_Texto fuente_:
Además de la parroquia y ser capellán de un par de centros de menores, me avisan de las urgencias de dos hospitales que están en la demarcación de mi parroquia. No son hospitales con esas urgencias que se ven en las películas. Son enfermos de larga estancia, casi todos mayores y casi todos bastante enfermos. Ayer, después de comer, me llamaron para dar la unción a un anciano que murió enseguida. La mujer, ya viuda, se acercó con delicadeza a darle un beso a su marido; el nieto, ya mayorcito, lloraba. No creo que las reacciones ante la muerte indiquen mayor o menos cariño, cada uno podemos reaccionar como queramos o nos salga en ese momento, pero es cierto -en la mayoría de los casos-, las mujeres son más fuertes. Apliqué la Misa de la tarde por el difunto y su familia, y me he acordado de ellos al escribir este comentario.
Ayer contemplábamos la cruz, queríamos mirar a Cristo en la cruz esta semana de una manera especial. Pero mirar solo la cruz puede crear rechazo. Pedro, Santiago, Felipe, Bartolomé, Tomás …, el resto de los apóstoles no era que no quisieran al Señor, que se convirtieran de pronto en unos traidores, pero se escandalizaron de la cruz, les creó rechazó, les espantó. Sólo Juan supo dónde tenía que estar, junto a María y, por ello, junto al Señor.

[Datos de anclaje de objetos mediante lenguaje natural]
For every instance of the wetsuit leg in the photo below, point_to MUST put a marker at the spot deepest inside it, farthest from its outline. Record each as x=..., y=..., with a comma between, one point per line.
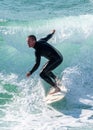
x=46, y=73
x=51, y=74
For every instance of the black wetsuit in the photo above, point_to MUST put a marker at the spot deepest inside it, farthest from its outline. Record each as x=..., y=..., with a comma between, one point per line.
x=42, y=48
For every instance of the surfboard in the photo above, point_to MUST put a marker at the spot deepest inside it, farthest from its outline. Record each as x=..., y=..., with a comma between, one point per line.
x=51, y=98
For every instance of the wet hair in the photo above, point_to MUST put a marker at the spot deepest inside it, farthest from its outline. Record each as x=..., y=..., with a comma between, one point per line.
x=32, y=36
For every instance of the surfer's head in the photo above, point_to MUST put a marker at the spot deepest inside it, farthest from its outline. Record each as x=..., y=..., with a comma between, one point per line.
x=31, y=40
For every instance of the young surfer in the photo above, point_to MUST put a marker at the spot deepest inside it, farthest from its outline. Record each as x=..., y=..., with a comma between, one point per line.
x=42, y=48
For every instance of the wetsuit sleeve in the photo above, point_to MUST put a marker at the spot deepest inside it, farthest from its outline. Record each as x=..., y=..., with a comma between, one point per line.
x=38, y=58
x=47, y=37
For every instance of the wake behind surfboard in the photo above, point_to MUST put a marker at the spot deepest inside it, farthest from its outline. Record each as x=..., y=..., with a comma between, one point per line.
x=51, y=98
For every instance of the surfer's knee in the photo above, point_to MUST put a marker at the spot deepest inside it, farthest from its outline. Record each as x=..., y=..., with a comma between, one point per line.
x=42, y=74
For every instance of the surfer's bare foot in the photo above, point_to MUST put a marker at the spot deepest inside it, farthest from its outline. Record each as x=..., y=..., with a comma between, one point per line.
x=57, y=89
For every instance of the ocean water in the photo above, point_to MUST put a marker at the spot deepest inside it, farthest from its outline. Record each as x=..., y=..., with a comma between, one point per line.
x=22, y=103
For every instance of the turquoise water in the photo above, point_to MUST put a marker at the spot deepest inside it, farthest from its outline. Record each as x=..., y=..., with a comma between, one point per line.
x=22, y=103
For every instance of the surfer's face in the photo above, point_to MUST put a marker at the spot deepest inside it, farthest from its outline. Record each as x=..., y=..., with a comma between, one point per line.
x=31, y=42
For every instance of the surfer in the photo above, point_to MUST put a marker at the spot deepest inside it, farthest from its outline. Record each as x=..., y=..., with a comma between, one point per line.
x=42, y=48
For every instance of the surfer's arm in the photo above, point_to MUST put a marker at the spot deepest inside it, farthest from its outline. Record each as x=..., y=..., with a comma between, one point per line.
x=48, y=36
x=38, y=58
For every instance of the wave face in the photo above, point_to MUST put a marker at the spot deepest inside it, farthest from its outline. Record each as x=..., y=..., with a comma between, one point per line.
x=22, y=103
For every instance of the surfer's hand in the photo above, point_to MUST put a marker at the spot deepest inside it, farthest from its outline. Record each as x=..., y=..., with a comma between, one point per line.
x=53, y=31
x=28, y=74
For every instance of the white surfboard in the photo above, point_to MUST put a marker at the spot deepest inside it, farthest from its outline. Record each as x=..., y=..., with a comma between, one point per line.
x=50, y=98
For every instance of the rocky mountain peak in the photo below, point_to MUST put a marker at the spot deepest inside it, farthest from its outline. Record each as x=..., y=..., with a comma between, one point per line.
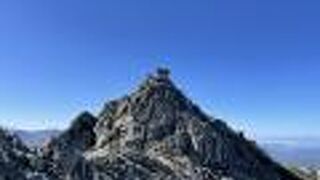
x=157, y=133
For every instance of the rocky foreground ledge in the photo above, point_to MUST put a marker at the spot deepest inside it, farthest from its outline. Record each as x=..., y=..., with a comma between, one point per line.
x=154, y=132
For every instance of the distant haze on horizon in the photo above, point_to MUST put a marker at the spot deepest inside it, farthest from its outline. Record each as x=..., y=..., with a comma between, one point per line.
x=253, y=63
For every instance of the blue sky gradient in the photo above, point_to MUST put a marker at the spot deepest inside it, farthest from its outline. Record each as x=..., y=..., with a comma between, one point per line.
x=254, y=63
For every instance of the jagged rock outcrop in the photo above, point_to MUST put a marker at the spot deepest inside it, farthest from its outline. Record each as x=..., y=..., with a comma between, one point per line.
x=155, y=133
x=15, y=158
x=62, y=155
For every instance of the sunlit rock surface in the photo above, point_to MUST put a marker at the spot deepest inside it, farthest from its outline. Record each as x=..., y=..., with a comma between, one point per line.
x=156, y=133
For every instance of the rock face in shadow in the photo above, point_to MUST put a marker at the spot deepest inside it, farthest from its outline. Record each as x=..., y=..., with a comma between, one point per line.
x=64, y=154
x=157, y=133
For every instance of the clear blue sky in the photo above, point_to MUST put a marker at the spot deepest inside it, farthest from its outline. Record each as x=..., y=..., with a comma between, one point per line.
x=254, y=63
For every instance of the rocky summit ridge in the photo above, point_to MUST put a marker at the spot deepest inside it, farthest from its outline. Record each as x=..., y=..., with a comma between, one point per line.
x=155, y=132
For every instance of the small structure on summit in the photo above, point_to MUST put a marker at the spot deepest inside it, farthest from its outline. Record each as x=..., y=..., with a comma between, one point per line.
x=163, y=73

_Objetivo de tarea_: Duplica literalmente el fragmento del texto fuente que va de "Ayer contemplábamos la" a "junto al Señor.", ambos extremos incluidos.

_Solución propuesta_:
Ayer contemplábamos la cruz, queríamos mirar a Cristo en la cruz esta semana de una manera especial. Pero mirar solo la cruz puede crear rechazo. Pedro, Santiago, Felipe, Bartolomé, Tomás …, el resto de los apóstoles no era que no quisieran al Señor, que se convirtieran de pronto en unos traidores, pero se escandalizaron de la cruz, les creó rechazó, les espantó. Sólo Juan supo dónde tenía que estar, junto a María y, por ello, junto al Señor.